Go through the material underneath and show every line where the string "arch" occurs.

§ **GIVEN RECORDS**
□ □ □ □ □ □ □

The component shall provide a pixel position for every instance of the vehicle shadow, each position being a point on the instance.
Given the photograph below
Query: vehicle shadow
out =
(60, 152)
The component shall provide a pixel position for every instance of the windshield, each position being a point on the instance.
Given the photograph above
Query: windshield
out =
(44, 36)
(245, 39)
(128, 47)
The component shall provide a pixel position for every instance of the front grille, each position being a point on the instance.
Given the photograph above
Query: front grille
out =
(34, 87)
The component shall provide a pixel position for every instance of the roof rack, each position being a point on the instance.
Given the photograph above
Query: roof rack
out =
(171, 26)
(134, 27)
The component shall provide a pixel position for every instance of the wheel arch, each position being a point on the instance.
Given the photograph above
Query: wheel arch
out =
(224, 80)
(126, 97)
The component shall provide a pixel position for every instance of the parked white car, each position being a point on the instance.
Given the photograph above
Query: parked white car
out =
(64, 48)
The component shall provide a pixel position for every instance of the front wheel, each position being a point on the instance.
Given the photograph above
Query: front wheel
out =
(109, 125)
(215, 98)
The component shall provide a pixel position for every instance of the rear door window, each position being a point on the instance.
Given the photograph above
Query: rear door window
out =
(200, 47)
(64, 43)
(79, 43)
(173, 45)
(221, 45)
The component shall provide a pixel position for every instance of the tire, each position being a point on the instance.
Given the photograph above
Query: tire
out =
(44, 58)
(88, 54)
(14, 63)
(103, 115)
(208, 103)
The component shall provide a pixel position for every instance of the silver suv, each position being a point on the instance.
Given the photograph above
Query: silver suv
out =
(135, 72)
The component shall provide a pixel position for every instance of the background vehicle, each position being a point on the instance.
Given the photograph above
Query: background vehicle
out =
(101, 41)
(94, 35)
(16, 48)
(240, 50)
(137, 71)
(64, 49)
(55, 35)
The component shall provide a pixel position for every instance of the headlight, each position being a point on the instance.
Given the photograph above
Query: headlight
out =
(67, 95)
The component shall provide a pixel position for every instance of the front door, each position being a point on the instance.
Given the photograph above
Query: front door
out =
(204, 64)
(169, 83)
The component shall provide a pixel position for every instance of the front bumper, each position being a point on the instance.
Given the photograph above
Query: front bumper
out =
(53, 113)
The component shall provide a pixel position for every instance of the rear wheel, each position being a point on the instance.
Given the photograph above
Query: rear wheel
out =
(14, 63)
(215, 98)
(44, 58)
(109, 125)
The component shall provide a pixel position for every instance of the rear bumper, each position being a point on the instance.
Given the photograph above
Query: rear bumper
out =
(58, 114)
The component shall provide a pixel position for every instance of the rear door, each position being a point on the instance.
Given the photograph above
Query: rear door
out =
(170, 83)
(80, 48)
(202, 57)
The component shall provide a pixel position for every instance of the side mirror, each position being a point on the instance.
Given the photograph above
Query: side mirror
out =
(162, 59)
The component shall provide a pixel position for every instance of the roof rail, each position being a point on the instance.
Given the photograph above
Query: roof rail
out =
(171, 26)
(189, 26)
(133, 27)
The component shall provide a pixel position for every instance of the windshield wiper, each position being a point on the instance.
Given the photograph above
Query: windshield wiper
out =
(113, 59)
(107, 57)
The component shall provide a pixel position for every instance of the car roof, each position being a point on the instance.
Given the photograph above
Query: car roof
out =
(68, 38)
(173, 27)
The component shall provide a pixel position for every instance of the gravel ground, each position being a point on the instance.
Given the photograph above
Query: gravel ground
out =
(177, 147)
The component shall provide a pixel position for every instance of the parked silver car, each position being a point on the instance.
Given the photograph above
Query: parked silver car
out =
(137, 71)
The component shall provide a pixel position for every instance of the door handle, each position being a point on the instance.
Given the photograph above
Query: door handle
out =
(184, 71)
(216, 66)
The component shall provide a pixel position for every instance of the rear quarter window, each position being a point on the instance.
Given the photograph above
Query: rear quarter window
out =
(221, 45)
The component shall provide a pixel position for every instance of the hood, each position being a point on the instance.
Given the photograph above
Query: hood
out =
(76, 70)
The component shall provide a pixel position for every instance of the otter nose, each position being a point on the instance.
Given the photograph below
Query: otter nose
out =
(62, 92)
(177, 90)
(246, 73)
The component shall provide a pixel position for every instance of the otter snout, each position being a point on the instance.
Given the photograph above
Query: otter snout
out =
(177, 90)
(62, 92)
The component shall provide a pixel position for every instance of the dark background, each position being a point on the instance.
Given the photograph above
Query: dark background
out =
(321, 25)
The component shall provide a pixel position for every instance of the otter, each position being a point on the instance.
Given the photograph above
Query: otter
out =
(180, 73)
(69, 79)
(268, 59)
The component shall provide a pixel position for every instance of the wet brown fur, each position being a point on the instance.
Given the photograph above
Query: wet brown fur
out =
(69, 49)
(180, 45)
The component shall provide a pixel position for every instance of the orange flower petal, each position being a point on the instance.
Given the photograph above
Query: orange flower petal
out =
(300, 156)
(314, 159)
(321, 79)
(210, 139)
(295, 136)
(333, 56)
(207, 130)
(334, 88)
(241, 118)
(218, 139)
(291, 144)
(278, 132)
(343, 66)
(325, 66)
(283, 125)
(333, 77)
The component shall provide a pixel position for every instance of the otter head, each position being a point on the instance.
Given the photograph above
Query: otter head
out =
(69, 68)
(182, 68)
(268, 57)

□ □ □ □ □ □ □

§ **ANSWER SPACE**
The component shall provide a pixel position for every instance of the wheel arch, each position being a point on the instance.
Query: wheel arch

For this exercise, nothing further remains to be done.